*** Block opens ***

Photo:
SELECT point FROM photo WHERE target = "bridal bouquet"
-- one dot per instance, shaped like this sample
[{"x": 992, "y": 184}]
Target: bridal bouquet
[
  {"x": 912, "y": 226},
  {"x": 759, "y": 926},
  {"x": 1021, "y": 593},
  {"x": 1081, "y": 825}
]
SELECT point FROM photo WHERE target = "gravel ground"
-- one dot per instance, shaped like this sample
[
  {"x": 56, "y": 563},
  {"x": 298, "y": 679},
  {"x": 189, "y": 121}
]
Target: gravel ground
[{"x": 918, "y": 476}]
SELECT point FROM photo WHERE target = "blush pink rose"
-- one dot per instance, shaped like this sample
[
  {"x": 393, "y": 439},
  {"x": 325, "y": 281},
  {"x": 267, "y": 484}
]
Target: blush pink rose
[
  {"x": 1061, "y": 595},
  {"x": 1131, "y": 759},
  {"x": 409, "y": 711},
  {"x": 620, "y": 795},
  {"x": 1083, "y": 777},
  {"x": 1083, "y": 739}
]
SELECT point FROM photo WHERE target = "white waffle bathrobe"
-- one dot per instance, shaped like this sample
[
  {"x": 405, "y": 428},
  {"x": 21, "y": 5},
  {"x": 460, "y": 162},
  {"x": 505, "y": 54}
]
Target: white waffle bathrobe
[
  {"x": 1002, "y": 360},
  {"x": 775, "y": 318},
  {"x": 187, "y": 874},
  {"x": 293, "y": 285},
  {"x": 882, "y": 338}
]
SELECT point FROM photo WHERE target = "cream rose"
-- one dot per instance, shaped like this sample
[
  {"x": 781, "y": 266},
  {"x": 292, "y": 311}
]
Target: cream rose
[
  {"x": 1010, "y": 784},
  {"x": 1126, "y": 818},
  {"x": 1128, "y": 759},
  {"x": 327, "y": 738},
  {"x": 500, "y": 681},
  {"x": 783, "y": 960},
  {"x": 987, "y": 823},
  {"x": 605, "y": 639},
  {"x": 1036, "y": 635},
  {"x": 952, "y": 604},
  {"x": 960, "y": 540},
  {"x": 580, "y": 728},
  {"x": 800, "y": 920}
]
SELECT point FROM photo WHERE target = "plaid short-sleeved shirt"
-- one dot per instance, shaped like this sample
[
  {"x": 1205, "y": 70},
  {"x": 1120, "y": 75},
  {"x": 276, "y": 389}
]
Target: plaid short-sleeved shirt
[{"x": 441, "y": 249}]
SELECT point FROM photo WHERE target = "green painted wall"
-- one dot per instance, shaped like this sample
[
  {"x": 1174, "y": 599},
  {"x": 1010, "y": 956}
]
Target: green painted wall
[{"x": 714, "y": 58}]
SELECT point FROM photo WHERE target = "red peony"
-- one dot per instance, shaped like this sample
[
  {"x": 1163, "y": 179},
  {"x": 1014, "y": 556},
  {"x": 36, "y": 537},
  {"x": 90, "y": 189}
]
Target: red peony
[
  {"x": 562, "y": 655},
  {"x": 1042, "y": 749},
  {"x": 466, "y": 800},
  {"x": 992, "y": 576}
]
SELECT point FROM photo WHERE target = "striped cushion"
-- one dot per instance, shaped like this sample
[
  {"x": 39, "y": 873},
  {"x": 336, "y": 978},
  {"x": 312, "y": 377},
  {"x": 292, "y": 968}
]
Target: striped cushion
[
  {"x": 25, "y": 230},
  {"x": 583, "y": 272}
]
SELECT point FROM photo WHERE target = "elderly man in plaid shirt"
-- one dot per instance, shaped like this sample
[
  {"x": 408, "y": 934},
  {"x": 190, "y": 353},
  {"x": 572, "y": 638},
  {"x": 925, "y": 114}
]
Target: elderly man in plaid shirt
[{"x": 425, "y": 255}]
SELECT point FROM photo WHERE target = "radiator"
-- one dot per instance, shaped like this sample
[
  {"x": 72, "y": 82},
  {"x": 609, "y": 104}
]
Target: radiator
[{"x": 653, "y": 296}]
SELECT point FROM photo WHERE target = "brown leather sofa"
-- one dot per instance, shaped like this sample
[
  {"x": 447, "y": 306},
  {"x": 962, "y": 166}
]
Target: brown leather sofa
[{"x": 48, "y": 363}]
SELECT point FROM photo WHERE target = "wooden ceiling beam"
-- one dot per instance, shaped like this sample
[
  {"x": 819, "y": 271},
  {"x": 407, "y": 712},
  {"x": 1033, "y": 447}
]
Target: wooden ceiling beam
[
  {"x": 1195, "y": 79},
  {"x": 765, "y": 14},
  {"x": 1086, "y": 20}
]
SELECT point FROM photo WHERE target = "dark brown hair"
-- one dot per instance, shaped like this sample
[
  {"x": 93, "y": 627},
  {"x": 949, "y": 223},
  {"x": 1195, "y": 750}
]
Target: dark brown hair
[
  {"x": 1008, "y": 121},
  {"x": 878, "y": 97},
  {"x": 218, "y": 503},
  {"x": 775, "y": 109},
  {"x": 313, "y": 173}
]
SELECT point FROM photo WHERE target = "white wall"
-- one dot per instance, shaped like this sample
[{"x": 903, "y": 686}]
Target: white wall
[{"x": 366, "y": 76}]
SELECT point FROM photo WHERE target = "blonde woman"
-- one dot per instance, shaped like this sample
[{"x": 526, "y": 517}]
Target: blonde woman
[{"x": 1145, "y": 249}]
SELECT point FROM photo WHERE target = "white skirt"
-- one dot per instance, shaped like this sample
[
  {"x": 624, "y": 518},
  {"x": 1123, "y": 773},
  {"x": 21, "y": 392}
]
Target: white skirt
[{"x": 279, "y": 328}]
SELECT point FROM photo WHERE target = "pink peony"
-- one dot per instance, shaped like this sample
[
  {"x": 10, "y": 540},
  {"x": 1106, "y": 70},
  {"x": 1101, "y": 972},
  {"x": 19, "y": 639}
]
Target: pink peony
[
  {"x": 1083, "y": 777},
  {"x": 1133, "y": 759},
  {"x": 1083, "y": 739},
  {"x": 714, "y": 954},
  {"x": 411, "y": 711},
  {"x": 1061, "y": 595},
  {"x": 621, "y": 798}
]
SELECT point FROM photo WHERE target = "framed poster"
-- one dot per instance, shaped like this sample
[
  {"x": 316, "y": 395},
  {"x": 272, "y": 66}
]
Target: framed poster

*** Block closes ***
*** Block opens ***

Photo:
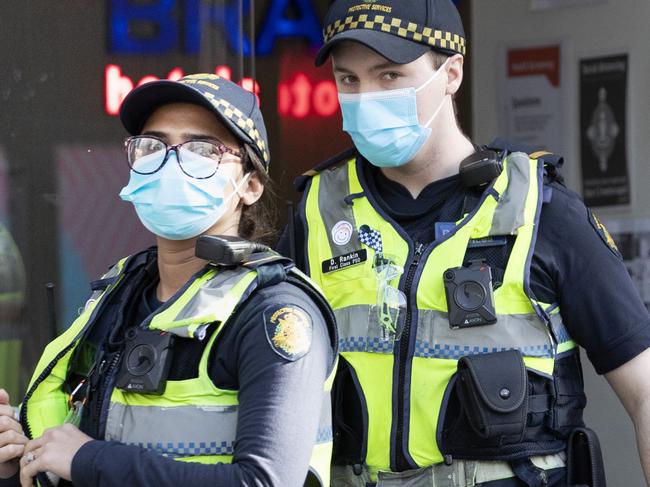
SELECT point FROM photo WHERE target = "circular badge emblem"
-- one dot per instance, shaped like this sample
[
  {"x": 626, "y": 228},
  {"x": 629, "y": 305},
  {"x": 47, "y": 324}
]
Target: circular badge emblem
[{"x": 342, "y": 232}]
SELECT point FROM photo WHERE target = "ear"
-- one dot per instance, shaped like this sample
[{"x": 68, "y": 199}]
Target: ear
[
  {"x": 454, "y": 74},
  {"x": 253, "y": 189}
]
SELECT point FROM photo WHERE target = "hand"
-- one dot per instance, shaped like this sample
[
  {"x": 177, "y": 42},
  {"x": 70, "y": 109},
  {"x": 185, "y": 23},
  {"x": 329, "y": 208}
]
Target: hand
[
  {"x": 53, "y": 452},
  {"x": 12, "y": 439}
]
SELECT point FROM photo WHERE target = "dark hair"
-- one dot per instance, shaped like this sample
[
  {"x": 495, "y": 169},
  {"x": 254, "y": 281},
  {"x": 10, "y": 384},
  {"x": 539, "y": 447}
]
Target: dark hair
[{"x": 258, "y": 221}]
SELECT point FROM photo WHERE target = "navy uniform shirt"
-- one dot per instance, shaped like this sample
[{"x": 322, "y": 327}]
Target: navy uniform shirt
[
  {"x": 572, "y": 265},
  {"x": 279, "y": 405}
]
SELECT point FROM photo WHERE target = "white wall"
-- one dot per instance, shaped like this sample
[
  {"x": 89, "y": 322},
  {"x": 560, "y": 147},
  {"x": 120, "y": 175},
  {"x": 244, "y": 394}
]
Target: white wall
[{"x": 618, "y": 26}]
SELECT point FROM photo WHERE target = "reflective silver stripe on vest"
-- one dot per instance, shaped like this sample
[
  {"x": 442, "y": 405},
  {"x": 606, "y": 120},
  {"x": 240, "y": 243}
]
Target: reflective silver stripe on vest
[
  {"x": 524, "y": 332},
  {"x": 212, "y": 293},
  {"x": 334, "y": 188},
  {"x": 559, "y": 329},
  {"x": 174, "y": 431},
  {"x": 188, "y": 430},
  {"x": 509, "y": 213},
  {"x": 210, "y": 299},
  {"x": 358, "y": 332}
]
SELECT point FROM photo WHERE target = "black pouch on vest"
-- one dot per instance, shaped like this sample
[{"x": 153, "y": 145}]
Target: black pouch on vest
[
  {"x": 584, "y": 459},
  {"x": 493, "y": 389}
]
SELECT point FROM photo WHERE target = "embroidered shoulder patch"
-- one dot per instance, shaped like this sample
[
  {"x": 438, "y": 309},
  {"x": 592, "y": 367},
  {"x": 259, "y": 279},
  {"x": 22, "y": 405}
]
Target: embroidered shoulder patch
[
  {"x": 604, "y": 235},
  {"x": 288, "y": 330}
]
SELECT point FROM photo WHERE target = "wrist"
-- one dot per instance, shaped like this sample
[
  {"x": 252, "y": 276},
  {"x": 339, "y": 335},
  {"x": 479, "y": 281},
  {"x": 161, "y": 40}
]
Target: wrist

*** Block closes ***

Problem: Each line of the data that has the string "wrist" should be returned.

Exercise solution:
SELECT point FROM photo WHERE target = "wrist"
Target: wrist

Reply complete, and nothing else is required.